§ **What the task requires**
Return each line in the rows below that contains the word "white".
### Exercise inputs
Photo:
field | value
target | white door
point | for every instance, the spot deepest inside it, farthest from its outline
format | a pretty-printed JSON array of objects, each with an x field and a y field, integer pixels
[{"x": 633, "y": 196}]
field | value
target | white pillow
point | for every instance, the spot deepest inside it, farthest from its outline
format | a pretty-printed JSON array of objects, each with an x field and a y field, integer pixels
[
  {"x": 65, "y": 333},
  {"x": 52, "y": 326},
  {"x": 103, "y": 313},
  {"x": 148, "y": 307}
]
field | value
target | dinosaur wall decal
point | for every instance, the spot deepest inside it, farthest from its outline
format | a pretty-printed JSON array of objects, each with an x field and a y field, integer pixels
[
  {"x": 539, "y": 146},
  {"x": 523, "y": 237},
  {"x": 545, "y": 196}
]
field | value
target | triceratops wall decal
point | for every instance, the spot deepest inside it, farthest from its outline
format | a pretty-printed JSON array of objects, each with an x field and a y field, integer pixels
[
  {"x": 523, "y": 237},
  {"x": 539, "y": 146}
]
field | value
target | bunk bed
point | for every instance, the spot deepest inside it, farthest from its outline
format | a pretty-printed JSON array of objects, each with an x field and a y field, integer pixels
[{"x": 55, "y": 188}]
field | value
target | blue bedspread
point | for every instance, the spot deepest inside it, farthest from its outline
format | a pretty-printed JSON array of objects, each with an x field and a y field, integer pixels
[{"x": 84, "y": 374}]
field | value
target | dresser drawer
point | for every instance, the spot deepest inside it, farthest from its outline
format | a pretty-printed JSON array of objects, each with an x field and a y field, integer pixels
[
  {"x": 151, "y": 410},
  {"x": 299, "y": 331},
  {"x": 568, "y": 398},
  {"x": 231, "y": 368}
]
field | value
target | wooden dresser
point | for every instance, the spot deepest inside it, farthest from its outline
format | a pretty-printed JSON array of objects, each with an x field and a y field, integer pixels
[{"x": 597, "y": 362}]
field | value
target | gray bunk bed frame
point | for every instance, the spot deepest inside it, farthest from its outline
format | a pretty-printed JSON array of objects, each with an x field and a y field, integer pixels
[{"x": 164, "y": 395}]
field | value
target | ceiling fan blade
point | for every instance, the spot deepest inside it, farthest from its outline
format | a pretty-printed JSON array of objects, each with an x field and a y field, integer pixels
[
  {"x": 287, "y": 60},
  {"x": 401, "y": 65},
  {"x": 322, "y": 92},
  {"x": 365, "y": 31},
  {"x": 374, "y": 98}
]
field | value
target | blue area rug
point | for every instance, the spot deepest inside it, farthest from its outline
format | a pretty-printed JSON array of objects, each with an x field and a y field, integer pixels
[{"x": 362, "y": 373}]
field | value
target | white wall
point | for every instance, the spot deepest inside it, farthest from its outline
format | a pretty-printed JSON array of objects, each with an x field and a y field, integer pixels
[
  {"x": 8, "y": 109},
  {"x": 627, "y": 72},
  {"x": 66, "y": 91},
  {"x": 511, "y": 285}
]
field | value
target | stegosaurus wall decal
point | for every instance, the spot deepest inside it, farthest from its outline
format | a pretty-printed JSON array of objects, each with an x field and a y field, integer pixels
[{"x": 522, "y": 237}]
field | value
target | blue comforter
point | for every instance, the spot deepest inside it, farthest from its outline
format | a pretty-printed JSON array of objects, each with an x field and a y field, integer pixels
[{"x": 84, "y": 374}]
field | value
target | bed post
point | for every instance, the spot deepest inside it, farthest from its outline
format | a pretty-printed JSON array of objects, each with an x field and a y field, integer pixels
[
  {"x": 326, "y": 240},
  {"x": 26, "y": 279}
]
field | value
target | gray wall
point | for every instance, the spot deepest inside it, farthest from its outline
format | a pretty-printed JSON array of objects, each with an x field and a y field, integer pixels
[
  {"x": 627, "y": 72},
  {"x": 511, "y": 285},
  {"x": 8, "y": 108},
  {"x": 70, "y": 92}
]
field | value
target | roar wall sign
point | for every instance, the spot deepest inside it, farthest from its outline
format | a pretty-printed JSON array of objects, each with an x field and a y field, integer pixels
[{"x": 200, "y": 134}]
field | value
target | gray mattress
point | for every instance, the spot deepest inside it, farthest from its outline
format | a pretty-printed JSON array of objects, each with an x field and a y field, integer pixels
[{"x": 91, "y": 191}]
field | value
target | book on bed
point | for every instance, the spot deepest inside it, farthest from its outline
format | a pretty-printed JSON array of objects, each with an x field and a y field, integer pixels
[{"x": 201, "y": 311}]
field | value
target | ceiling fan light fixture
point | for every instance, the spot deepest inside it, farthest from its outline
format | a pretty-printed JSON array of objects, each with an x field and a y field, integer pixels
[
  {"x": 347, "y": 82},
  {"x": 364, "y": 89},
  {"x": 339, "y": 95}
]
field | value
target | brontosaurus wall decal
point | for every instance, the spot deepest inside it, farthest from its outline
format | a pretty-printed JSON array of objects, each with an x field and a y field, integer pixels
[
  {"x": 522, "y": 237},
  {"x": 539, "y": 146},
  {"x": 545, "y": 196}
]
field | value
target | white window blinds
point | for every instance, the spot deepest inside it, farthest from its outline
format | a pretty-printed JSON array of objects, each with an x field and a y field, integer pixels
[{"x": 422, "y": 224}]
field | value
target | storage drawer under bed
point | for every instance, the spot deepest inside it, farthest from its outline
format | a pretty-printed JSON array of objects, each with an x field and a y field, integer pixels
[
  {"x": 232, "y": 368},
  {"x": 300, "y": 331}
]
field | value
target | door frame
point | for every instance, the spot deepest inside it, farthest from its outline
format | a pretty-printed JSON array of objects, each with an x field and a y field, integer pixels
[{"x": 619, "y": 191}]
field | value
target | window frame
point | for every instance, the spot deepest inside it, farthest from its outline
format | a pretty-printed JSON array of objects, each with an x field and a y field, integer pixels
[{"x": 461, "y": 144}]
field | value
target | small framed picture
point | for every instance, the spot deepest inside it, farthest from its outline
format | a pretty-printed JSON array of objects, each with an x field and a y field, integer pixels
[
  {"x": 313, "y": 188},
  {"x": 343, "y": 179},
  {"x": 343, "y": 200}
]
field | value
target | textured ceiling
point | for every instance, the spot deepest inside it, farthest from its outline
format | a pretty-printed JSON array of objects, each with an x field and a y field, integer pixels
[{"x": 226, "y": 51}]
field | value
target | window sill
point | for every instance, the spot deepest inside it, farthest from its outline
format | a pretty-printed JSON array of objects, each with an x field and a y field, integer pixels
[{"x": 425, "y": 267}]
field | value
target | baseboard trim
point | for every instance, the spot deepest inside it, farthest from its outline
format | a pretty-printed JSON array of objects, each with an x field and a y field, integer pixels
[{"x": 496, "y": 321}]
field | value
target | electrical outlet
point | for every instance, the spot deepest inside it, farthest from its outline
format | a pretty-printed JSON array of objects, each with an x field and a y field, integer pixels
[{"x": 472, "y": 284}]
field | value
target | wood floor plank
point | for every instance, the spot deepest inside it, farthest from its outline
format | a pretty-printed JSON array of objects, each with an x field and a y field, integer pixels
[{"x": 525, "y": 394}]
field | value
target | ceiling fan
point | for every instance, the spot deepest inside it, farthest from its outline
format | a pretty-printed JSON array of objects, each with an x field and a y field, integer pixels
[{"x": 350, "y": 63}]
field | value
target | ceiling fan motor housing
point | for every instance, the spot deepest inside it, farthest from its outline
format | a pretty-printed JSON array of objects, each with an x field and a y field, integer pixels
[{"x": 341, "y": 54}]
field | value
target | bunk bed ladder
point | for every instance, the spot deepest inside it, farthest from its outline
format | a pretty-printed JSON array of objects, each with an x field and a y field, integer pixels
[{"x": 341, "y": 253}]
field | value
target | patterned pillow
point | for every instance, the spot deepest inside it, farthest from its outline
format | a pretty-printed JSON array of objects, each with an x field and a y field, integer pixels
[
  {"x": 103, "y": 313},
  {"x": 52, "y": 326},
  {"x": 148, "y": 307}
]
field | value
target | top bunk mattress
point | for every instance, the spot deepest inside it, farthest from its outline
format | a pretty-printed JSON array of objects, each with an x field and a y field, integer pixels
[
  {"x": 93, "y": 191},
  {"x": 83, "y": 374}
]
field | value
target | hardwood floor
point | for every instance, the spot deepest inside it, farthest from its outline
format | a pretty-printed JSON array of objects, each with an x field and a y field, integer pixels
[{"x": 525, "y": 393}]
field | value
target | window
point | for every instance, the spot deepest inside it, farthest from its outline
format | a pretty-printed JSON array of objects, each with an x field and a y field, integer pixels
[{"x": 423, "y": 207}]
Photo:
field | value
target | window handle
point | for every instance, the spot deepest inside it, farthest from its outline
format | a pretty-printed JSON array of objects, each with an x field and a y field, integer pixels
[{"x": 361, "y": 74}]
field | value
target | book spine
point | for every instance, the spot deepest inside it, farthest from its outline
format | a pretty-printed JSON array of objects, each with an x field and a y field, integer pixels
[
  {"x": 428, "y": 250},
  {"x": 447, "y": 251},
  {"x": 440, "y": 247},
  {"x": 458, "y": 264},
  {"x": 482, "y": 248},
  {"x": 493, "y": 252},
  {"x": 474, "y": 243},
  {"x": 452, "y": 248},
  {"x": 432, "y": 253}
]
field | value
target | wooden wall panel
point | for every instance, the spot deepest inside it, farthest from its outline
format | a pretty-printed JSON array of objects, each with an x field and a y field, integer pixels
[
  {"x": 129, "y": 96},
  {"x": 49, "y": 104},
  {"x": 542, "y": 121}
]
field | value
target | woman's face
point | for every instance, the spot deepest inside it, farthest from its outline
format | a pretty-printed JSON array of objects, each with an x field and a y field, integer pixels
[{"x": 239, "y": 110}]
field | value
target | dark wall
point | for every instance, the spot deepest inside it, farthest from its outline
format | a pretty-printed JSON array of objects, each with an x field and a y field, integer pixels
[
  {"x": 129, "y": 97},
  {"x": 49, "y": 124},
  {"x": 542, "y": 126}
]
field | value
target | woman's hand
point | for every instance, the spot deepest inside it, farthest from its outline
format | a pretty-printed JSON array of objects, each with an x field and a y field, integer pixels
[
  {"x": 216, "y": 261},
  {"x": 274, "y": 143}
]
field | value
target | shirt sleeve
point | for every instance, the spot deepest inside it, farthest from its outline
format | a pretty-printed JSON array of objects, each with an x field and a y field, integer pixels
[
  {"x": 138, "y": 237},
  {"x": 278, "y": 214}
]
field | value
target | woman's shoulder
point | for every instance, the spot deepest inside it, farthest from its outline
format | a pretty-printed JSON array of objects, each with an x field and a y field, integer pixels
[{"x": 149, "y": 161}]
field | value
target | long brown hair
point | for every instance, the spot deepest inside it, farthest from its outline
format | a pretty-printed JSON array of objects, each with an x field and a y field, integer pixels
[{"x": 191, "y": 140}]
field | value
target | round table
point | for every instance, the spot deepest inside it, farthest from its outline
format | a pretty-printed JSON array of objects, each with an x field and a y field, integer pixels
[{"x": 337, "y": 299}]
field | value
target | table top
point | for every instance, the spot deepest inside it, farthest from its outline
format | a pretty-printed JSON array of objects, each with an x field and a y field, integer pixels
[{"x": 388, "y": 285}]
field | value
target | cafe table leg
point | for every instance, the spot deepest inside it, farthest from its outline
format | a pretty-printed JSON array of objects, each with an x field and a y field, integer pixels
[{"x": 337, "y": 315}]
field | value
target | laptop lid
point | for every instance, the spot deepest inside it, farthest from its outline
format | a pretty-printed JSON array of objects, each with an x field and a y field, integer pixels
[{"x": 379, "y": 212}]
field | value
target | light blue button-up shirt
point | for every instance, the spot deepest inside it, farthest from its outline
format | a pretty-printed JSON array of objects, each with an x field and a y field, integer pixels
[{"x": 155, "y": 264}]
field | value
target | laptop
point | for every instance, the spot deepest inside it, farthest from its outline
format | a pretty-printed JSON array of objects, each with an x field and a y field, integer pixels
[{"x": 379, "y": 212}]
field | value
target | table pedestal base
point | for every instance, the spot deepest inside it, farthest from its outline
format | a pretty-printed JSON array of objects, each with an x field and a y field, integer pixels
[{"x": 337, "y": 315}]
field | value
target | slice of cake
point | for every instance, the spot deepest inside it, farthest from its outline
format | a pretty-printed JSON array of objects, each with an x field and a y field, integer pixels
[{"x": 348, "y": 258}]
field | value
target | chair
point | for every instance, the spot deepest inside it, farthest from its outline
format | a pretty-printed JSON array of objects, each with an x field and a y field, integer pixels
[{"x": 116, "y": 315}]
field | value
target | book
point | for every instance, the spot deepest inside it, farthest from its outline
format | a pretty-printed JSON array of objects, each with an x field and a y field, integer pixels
######
§ **Output of the task**
target | white door
target | white pillow
target | white wall
target | white window blinds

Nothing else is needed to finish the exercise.